* [Task prompt]:
Write out the listing below from the line containing "Please place a dot on the paved" to its last line, unaltered, ends included.

* [Stored data entries]:

--------

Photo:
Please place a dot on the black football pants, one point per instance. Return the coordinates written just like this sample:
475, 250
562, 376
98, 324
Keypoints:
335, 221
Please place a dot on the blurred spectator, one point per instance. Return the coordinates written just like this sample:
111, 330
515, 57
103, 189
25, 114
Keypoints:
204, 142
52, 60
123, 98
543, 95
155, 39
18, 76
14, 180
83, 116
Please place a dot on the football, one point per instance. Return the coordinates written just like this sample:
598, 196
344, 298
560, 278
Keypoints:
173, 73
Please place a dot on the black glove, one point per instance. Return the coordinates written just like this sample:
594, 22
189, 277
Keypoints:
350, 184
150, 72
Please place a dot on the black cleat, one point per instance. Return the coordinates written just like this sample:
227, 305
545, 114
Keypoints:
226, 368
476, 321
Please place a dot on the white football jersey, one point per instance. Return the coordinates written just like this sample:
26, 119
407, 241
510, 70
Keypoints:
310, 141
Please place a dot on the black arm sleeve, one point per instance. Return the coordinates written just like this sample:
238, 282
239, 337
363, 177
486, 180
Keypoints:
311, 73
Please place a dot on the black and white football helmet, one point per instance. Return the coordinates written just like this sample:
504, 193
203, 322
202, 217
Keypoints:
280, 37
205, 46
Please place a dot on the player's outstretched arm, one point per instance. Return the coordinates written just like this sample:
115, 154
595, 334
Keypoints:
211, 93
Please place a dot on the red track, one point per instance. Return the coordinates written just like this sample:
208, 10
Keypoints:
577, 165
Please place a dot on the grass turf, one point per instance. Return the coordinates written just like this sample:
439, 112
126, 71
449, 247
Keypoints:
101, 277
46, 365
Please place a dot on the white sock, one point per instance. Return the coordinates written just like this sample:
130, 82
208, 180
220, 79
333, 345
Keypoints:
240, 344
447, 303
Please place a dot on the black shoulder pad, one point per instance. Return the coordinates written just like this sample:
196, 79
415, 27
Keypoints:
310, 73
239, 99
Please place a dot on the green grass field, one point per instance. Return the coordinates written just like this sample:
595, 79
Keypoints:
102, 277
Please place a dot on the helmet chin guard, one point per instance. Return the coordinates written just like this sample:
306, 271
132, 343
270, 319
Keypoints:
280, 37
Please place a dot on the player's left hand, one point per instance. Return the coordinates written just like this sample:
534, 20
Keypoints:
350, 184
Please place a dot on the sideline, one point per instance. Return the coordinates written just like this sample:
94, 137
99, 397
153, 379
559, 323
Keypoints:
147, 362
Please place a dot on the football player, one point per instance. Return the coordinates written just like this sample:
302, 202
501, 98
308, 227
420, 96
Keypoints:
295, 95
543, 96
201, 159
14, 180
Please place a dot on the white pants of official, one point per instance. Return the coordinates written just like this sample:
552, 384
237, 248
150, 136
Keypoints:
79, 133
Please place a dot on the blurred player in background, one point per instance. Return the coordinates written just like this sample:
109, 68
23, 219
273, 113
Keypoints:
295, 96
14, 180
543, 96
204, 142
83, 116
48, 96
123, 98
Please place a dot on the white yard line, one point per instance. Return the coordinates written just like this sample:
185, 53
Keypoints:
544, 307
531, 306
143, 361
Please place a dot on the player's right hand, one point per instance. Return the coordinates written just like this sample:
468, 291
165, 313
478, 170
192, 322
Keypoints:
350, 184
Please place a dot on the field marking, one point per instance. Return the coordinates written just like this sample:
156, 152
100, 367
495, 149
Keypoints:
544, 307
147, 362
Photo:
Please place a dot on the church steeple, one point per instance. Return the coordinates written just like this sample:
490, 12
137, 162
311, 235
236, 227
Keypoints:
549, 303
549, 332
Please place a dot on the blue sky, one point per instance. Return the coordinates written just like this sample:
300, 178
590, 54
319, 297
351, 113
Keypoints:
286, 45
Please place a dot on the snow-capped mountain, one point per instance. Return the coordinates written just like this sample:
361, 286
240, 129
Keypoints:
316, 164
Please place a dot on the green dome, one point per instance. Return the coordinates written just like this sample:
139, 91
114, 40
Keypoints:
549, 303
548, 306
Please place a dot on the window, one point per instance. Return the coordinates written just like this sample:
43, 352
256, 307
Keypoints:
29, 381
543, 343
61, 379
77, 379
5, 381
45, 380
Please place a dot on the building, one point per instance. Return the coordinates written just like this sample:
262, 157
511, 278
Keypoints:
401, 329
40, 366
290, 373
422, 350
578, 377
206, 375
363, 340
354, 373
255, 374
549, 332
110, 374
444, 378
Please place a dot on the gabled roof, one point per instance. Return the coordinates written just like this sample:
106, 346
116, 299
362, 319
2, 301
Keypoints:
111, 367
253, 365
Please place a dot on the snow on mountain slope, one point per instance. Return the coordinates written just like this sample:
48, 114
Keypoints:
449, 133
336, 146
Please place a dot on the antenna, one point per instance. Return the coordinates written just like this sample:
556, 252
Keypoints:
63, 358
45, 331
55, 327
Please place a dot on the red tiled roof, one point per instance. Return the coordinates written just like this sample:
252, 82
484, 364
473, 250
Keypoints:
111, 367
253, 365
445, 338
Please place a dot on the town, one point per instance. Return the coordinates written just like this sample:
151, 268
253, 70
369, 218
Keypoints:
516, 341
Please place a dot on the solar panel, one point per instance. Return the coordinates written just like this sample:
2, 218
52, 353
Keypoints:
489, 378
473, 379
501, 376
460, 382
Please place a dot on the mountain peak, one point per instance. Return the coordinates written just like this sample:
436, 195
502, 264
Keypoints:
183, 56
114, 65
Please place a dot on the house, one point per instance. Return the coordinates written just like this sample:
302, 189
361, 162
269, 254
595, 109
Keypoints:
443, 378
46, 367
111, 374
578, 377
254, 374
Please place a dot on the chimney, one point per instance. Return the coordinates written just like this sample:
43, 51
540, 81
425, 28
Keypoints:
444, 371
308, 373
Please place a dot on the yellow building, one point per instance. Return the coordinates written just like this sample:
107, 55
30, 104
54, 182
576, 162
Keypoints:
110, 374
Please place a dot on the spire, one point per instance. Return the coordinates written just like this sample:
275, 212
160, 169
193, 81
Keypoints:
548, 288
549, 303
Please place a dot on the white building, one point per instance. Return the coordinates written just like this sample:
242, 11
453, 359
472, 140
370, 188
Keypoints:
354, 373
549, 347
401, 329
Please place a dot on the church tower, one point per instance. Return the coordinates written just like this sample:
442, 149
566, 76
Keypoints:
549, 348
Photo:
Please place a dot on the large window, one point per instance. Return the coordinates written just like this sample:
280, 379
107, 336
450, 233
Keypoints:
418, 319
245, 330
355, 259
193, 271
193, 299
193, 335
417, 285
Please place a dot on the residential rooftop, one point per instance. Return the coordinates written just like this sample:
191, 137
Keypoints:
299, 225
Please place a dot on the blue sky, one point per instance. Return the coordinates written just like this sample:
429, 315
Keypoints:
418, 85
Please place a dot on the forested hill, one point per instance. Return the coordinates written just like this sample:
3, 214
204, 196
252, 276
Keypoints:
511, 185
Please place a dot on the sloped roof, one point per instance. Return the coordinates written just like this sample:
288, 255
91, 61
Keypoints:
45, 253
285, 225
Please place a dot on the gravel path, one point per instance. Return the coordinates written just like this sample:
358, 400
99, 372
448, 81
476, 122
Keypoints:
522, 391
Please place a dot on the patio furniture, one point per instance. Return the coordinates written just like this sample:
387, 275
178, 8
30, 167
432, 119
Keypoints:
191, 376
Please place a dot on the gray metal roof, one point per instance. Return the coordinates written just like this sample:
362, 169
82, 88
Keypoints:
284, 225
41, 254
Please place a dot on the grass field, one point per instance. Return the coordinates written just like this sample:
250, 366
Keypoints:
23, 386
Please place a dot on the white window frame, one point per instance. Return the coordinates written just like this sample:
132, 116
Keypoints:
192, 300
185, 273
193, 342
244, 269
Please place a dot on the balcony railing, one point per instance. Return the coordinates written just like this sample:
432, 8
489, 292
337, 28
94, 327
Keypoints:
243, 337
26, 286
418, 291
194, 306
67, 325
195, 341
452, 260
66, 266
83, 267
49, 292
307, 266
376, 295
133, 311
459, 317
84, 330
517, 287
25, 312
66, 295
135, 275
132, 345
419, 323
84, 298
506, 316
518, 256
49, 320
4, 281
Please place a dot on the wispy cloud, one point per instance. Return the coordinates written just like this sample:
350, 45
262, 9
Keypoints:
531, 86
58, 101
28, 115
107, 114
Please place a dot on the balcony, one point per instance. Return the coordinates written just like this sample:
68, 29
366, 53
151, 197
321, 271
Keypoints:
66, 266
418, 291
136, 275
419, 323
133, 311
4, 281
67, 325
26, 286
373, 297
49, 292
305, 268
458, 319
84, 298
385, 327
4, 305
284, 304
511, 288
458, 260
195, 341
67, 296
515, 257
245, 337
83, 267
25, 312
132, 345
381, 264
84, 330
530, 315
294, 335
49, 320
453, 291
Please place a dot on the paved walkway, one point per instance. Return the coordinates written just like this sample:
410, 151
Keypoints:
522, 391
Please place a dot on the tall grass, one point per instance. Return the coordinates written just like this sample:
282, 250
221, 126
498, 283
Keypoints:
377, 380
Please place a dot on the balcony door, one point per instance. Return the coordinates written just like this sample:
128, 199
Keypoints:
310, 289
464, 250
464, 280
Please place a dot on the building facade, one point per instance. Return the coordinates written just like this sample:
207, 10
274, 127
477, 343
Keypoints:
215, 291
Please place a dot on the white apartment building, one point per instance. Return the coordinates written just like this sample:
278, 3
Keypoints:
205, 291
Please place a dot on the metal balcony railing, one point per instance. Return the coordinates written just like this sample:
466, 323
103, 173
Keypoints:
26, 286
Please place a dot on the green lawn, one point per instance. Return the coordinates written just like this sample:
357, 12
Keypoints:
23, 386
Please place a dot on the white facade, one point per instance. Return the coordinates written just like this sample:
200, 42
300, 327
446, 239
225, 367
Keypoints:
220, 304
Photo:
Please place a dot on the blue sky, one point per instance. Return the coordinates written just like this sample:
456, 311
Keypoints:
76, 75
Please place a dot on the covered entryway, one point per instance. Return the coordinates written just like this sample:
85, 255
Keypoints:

--------

* [Reply]:
Please place a dot on the paved walkway, one point per instance. Return the coordinates written just like this sample:
410, 151
Keypoints:
522, 391
Please place a dot on the tall grass, one point per instance. Return the coordinates written just like this sample:
282, 250
221, 126
498, 283
Keypoints:
377, 380
Please place a dot on the balcony door, one point per instance. Return the coordinates written just like this sample:
128, 199
Keypoints:
310, 289
464, 250
464, 280
Please place a dot on the building facade, one point per instance. Return the coordinates written just like this sample:
207, 10
274, 127
477, 343
Keypoints:
215, 291
Please place a dot on the white apartment building, one point per instance. Return the coordinates written just like this sample:
278, 3
Keypoints:
205, 291
Please place a dot on the metal balcony railing, one point per instance. Return the coordinates written just like this sample:
466, 323
103, 173
Keypoints:
26, 286
Please place a dot on the green lawn, one point per instance. Return the coordinates written just like this sample:
357, 12
Keypoints:
23, 386
Please place a dot on the white facade, one point per instance. Return the coordinates written just like this sample:
200, 42
300, 327
446, 239
225, 367
Keypoints:
220, 304
Photo:
Please place a dot on the blue sky, one point per instance. Return the coordinates written just like this sample:
456, 311
Keypoints:
76, 75
Please place a dot on the covered entryway, one point per instance. Return the coordinates written just like this sample:
85, 255
Keypoints:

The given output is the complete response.